● **DOCUMENT PASSAGE**:
In how many ways can n couples (husband and wife) be arranged on a bench so no wife would sit next to her husband?

Question

I thought about this:

(Total amount of ways to sit 2n people in 2n sits)-(Using inclusion and exclusion to find that at least 1 wife sits next to her husband) And i get:

Let $A_1$ be the attribute where at least 1 wife sits with her husband, Then we "merge" up the husband and wife into a one person. We have $\binom n1$ ways to choose $1$ couple out of $n$ couples, And we are left with $2n-1$ to place $2n-1$ 'people' so we get $(2n-1)!$ and so on, And on a general note:

$(2n)!-(2\binom n1(2n-1)!-2^2\binom n2(2n-2)!+...2^k(-1)^k\binom nk(2n-k)!)$ And a bit simplified:

$(2n)!-(\sum_{k=1}^n2^k(-1)^k\binom nk(2n-k)!$)

Since i don't have answers to this question i wanna know if i did something wrong? Did i even look at the question right?

● **TO-DO LIST**:
(A) In the post about seating couples on a bench, what does the writer do with a husband and wife who sit next to each other when counting?
(B) Carry the post about seating couples on a bench forward from its last sentence.

● **EXTRACTED DATA**:
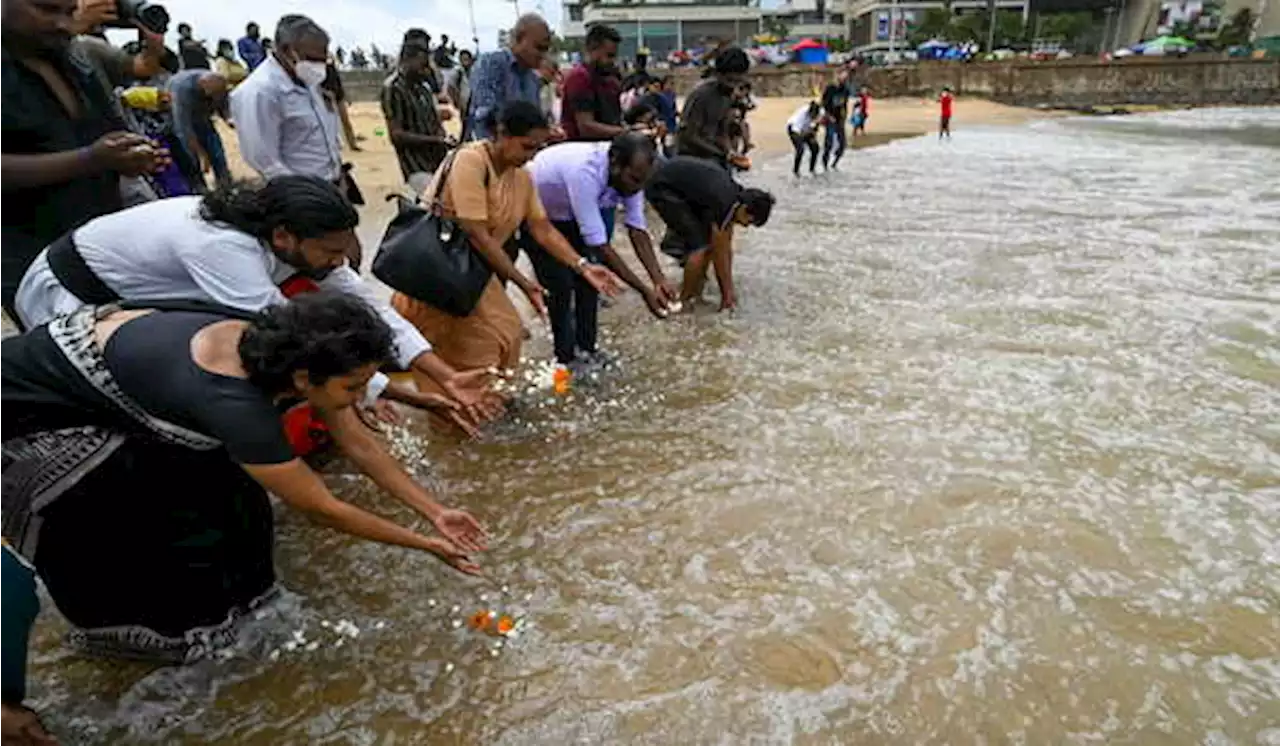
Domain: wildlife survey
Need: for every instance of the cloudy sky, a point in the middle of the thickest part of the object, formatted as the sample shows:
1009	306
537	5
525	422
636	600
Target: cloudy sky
355	23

● **EXERCISE ANSWERS**:
(A) The writer merges the husband and wife into a single person.

(B)
$2n$ people can sit in $2n$ seats in $(2n)!$ ways, not $(2n)^{2n}$. — Arthur, May 14 '13 at 19:37
Don't you want to have factors like $2^k{n \choose k}$ in place of ${n \choose k}$ ? You can sit husband and wife next to each other in two ways... — Jakub Konieczny, May 14 '13 at 19:39
One minor thing: last sum is either from $k = 1$, or skip the term $2n!$ in front. — Jakub Konieczny, May 14 '13 at 20:07
You actually can just do the sum from $0$ and omit the $(2n)!$ — NightRa, Sep 03 '13 at 17:06
Doesn't $(2n-1)!$ include a permutation where a husband is next to his wife? I do understand that there are $(2n-1)$ ways to arrange the remaing people after choosing a couple $\binom n1$. I don't see why the $(2n-1)!$ won't include a couple who are adjacent. — Faizal Ismaeel, Nov 22 '14 at 01:42
You're right. If you want more problems with answers check Counting: The art of enumerative combinatorics by G. Martin. — user2820579, Mar 16 '16 at 19:05
Possible duplicate of Arranging couples (husband and wife) on a bench so no wife would sit next to her husband? — inavda, Aug 18 '18 at 16:09
@inavda The question you linked to is more recent. Wouldn't it make more sense to close in the other direction? — Arnaud D., Aug 19 '18 at 12:39
@ArnaudD. The other question has a more complete answer so I elected to close this one. — inavda, Aug 20 '18 at 15:46
Related: https://math.stackexchange.com/questions/465318/showing-probability-no-husband-next-to-wife-converges-to-e-1 — Henry, Jul 08 '21 at 00:50

score 0 · Accepted Answer · answered May 14 '13 at 20:06

As far as I am able to tell, the answer is correct.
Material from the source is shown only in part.